§ **What is asked**:
1/ How would you render this sentence from the scattering lecture notes in French: "In this lecture we will discuss scattering in more depth in terms of two concrete examples (electron and neutron scattering)."?
2/ Write out the part of the scattering lecture notes starting with "We ended the" and going on through "of response functions.", word for word.
3/ In the scattering lecture notes, the rate of scattering with momentum transfer Q and energy loss ω is directly proportional to what?

— start Page text —

We ended the last lecture with a brief discussion of the connection between scattering experiments and measurements of the correlation function $S(\vec{q}, \omega)$. In this lecture we will discuss scattering in more depth in terms of two concrete examples (electron and neutron scattering). After that, we will look at some more general properties of response functions.
1.1 Scattering
The picture we have is of some blob of material, with a plane wave $\left|\vec{k}_{i}\right\rangle$ coming in, and a different plane wave $\left|\vec{k}_{f}\right\rangle$ coming out. We define the momentum and energy transfer to the sample
$$
\begin{aligned}
\vec{Q} &=\vec{k}_{i}-\vec{k}_{f} \\
\omega &=E_{\vec{k}_{i}}-E_{\vec{k}_{f}}
\end{aligned}
$$
Let $\vec{R}$ be the coordinate of the scattering particle. Recall from last time that application of Fermi’s Golden Rule and the $1^{\text {st }}$ order Born Approximation leads to the differential rate
$$
\begin{aligned}
W_{i \rightarrow[f]} d^{3} k_{f} &=2 \pi \sum_{n}\left|\sum_{\vec{q}} v_{\vec{q}}\left\langle n\left|\hat{\rho}_{\vec{q}}^{\dagger}\right| \phi_{0}\right\rangle \int d \vec{R} e^{i\left(\vec{k}_{f}-\vec{k}_{i}\right) \cdot \vec{R}} e^{-i \vec{q} \cdot \vec{R}}\right|^{2} \delta\left(\omega-\left(E_{n}-E_{0}\right)\right) d^{3} k_{f}(1.3) \\
&=\left|v_{\vec{Q}}\right|^{2} 2 \pi \sum_{n}\left|\left\langle n\left|\hat{\rho}_{\vec{Q}}^{\dagger}\right| \phi_{0}\right\rangle\right|^{2} \delta\left(E_{f}-E_{i}\right) d^{3} k_{f} \\
&=\left|v_{\vec{Q}}\right|^{2} S(\vec{Q}, \omega) d^{3} k_{f} \\
P(\vec{Q}, \omega) &=\left|v_{\vec{Q}}\right|^{2} S(\vec{Q}, \omega)
\end{aligned}
$$
for scattering into a final state with momentum somewhere in a volume element $d^{3} k_{f}$ of momentum space centered on $k_{f} .$ Here, $v_{\vec{Q}}$ is the Fourier Transform of the interaction potential. The key result here is that the rate of scattering with momentum transfer $\vec{Q}$ and energy loss $\omega$ is directly proportional to the correlation function $S(\vec{Q}, \omega)$.

— end Page text —
— start Extracted entries —

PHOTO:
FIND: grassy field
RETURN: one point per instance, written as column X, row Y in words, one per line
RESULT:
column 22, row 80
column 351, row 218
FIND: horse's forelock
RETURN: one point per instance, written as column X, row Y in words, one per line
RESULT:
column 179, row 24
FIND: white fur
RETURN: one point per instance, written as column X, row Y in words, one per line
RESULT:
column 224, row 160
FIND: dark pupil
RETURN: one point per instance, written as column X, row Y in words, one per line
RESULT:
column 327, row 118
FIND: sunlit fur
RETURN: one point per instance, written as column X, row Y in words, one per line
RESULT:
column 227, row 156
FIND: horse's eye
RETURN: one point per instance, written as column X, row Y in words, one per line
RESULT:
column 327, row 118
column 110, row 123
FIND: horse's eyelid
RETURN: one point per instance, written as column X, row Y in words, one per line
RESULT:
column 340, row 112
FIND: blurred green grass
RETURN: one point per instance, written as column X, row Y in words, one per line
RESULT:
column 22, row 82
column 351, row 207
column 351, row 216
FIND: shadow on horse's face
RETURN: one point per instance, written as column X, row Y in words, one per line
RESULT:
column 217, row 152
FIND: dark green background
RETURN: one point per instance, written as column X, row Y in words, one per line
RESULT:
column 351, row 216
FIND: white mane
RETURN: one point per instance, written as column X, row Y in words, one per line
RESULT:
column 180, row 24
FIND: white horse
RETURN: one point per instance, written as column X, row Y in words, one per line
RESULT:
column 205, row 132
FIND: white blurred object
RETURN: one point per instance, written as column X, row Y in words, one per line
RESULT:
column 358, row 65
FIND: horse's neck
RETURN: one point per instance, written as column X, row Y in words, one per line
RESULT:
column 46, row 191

— end Extracted entries —
— start Extracted entries —

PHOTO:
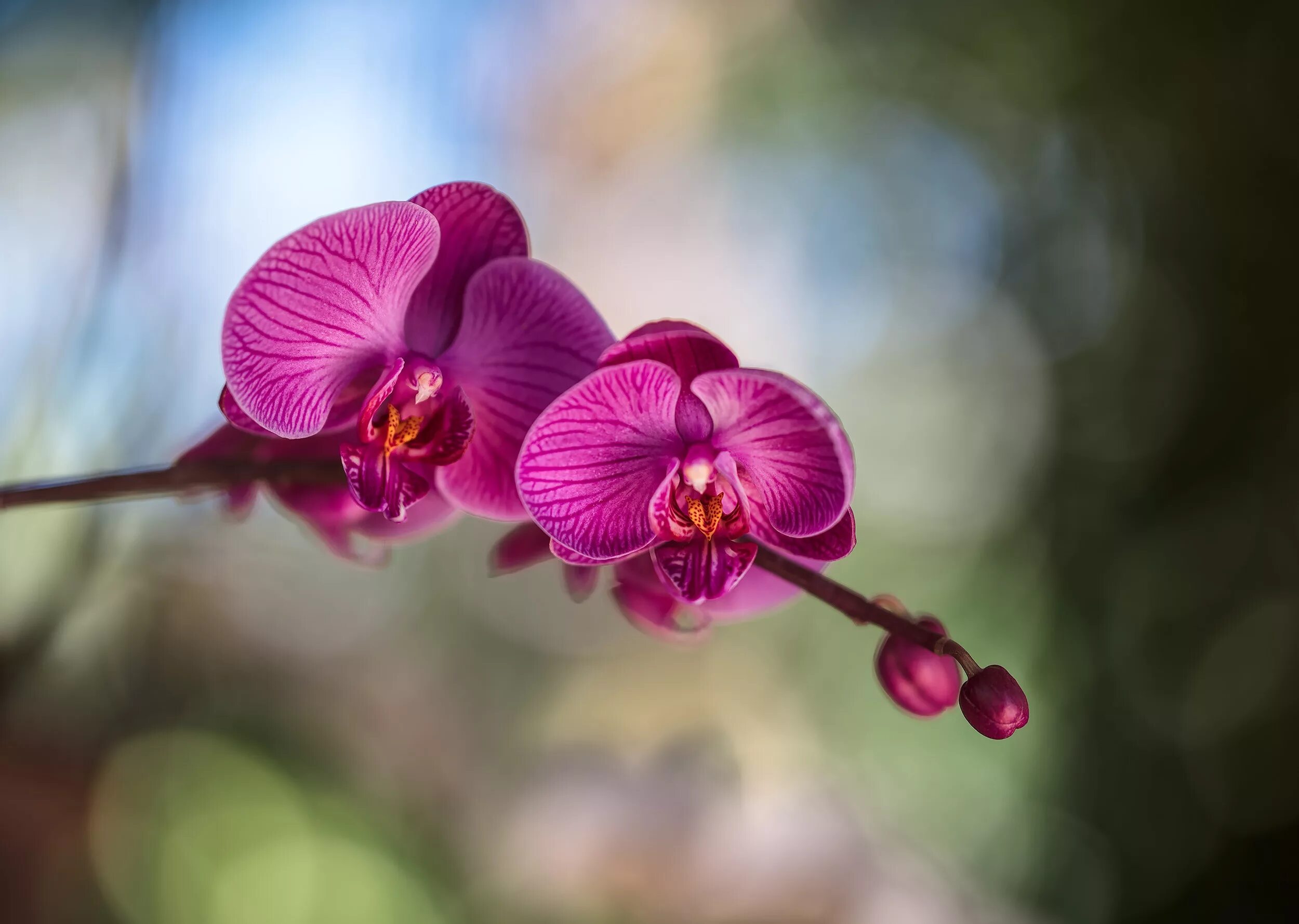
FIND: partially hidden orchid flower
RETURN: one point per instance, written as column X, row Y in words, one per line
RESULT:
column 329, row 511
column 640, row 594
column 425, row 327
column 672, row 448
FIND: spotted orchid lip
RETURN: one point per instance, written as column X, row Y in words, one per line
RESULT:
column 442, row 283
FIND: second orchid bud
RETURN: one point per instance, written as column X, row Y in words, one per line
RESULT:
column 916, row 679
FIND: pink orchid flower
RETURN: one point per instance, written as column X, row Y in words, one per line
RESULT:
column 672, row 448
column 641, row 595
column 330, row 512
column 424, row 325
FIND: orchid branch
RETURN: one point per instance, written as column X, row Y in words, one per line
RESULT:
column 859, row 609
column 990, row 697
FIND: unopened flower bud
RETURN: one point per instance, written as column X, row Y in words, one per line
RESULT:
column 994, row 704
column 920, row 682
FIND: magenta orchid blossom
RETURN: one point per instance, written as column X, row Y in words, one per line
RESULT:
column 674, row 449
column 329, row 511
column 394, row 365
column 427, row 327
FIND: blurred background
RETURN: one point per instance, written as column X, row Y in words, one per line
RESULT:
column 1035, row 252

— end Extracted entries —

§ **Answers by task**:
1/ Dans ce cours, nous étudierons la diffusion plus en profondeur à travers deux exemples concrets (la diffusion d'électrons et la diffusion de neutrons).

2/
We ended the last lecture with a brief discussion of the connection between scattering experiments and measurements of the correlation function $S(\vec{q}, \omega)$. In this lecture we will discuss scattering in more depth in terms of two concrete examples (electron and neutron scattering). After that, we will look at some more general properties of response functions.

3/ The correlation function S(Q, ω).